**What the task requires:** Because the images are not wanted, restate every line below word for word without them.

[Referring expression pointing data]
◆ ◆ ◆ ◆ ◆
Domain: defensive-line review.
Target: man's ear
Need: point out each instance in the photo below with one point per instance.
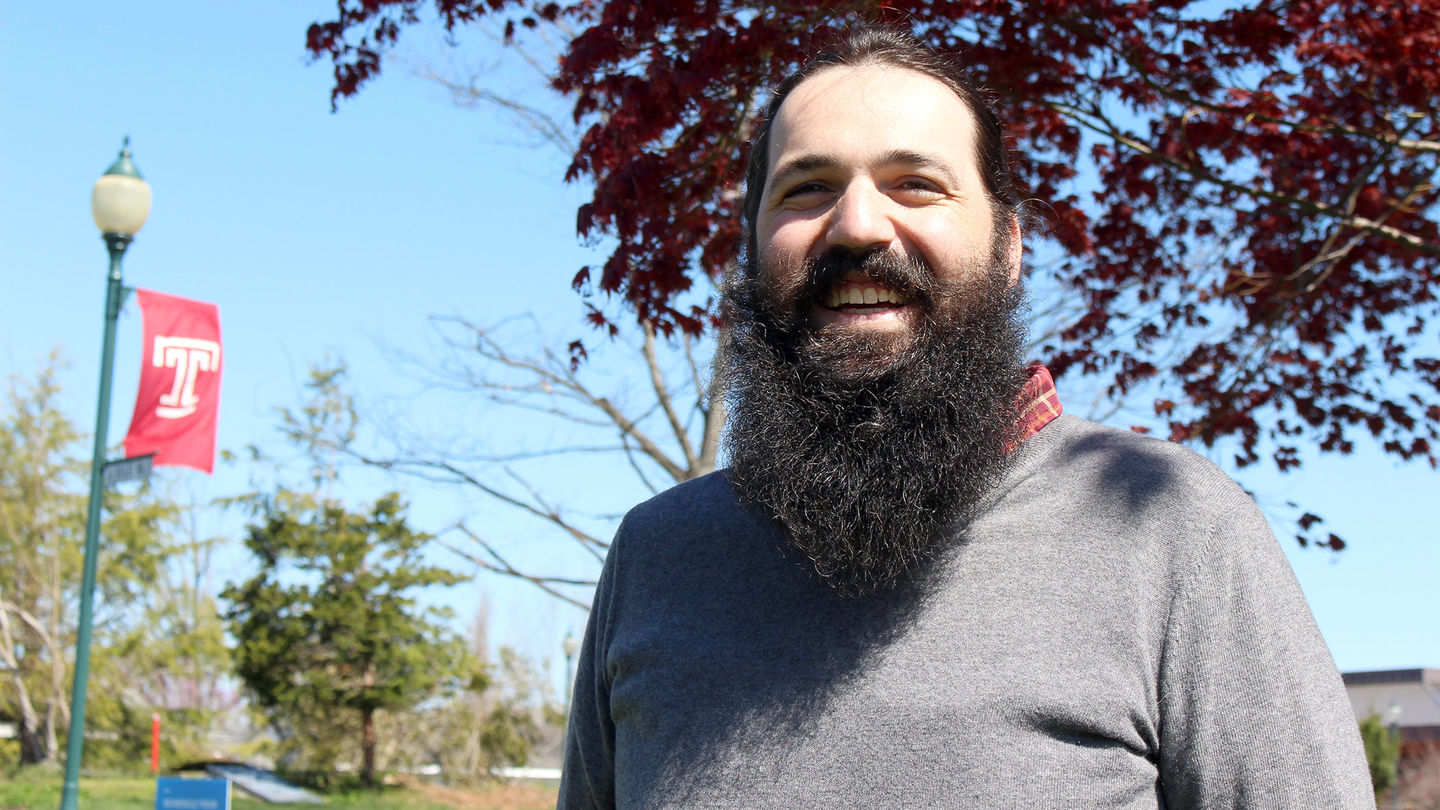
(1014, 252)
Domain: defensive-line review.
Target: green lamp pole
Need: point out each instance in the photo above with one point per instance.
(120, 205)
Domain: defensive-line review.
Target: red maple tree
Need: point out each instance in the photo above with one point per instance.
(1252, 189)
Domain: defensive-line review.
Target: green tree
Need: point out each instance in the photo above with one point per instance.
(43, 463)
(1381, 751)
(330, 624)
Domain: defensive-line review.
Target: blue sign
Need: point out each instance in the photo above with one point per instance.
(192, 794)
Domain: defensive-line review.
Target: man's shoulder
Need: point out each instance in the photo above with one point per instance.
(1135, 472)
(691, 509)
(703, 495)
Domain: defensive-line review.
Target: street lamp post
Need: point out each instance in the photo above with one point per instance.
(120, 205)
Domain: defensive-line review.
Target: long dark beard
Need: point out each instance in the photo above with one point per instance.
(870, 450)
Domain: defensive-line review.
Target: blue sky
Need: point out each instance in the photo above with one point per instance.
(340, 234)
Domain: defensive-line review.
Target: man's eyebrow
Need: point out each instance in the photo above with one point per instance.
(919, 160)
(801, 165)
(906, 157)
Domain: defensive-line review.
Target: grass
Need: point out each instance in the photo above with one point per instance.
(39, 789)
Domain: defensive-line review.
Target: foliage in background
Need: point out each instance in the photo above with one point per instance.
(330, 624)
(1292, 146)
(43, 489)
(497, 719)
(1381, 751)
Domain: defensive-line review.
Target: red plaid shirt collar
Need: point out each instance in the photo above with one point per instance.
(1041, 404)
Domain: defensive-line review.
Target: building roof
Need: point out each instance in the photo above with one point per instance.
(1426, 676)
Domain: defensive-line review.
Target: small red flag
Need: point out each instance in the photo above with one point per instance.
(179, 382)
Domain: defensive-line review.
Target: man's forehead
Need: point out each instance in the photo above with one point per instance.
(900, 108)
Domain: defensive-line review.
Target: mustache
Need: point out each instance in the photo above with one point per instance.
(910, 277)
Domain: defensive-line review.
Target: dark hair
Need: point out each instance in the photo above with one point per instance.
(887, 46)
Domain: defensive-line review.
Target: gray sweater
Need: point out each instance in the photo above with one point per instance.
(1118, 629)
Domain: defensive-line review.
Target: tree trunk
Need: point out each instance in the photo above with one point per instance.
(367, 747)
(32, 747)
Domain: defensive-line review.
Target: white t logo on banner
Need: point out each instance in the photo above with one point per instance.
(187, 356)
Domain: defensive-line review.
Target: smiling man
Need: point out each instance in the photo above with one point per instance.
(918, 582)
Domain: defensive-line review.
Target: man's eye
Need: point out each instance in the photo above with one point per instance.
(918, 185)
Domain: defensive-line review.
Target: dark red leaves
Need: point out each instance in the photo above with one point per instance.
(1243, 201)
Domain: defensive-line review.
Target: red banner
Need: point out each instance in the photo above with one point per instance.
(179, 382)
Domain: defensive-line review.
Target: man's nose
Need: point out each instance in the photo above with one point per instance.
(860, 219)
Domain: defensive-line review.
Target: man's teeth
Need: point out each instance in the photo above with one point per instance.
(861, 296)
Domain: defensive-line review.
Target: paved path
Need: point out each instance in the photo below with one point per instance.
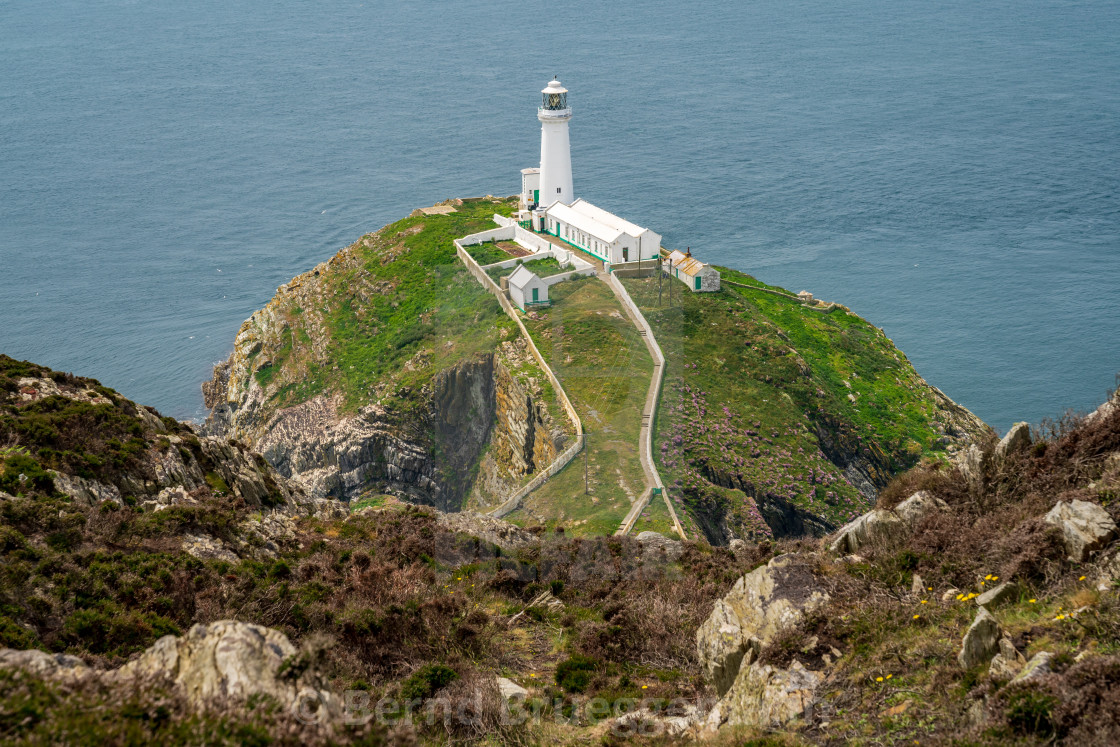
◆ ◆ ◆ ◆ ◆
**Problem solution:**
Domain: defensive-line review.
Target: man's ear
Need: point out each instance in the photo below with one point per instance.
(1014, 252)
Domain: defensive-line review.
Target: green lamp pole
Need: point out each instance in the photo above with one point per instance.
(120, 205)
Domain: defensive-line review.
Target: red maple tree
Need: point out each instance in the photo above with one point per instance.
(1252, 189)
Domain: defensive-line review.
Target: green tree
Need: point out each instance in the photo above with one point per instance.
(43, 463)
(1381, 751)
(330, 624)
Domain: defensive-line review.
Target: blue sign
Need: point out each instance in the photo above with one point per instance.
(192, 794)
Domain: defensive-line review.
Target: man's shoulder
Need: point out each instance in the photo above with one point per instance.
(1135, 472)
(691, 509)
(703, 495)
Domain: defensive-line review.
Target: street lamp post
Need: point out each instance in the photo above with one point per instance.
(120, 205)
Domain: defensive-line review.
Target: long dark beard
Need: point out each instance in the photo above with one point per instance.
(870, 450)
Domain: defensive-line review.
Target: blue sky
Need: point out each instance in the photo above with one point per instance.
(340, 234)
Domain: defensive-line review.
Target: man's eyebrow
Need: point out each instance in the photo above with one point per instance.
(919, 160)
(801, 165)
(906, 157)
Domain: defensive-line review.
Target: grass
Need: point out each instance in the photo above with one point per instance.
(39, 789)
Domain: defensive-line review.
Target: foliage in background
Need: point out each instance in the photo above with one point per instance.
(330, 624)
(1292, 146)
(43, 489)
(497, 719)
(1381, 751)
Domain: defensive-line review.
Target: red plaid shirt collar
Need: point out each instance in the photo above with one point per instance.
(1041, 404)
Domain: defensive-line review.
Target: building roof
Need: point out each instance in the photo above with one point per instance.
(1426, 676)
Domain: defensive-line review.
Target: small red flag
Need: point out each instance in the photo above with one point per instance.
(179, 382)
Domain: defensive-line review.
Target: man's forehead
Need: point out each instance in the photo above with one point per instance.
(900, 108)
Domain: defensive-line review.
Target: mustache
Need: point out each instance in the photo above with one point per instance.
(910, 277)
Domain: defensive-line review.
Target: dark hair
Need: point out each instance in the photo above with one point per instance.
(887, 46)
Domain: defensive-line review.
Target: gray sweater
Need: point out each instance in the photo above with one point per instance.
(1118, 629)
Domain: defensive-line review.
Target: tree trunk
Need: point out each instance in the photo above with one point per instance.
(367, 747)
(32, 747)
Domain: defensive-line review.
Target: white t logo on banner
Need: point out each instance in the photo above with one point per instance.
(187, 356)
Domain: defensive-line review.
Target: smiling man
Need: point out each instance in the photo above with one point per instance.
(918, 582)
Domain: defensive-line review.
Target: man's eye
Need: point out each instance in the photo above with one point per instance.
(918, 185)
Domain: defensive-line review.
Target: dark red leaves
Need: point out each instance in the photo above with one point per instance.
(1243, 201)
Domain: defensive-line review.
Target: red banner
Need: point out each instance in the photo above with one point per instance.
(179, 382)
Domain: defensive-line review.
Target: man's nose
Need: point out each instance in the photo above with one point per instance.
(860, 219)
Domain: defensive-line review.
Target: man's teeth
Need: point out each instance in the photo above with one point per instance.
(861, 296)
Domain: defensive-line review.
Target: paved path
Need: point out each instance in the photo below with one point per instance.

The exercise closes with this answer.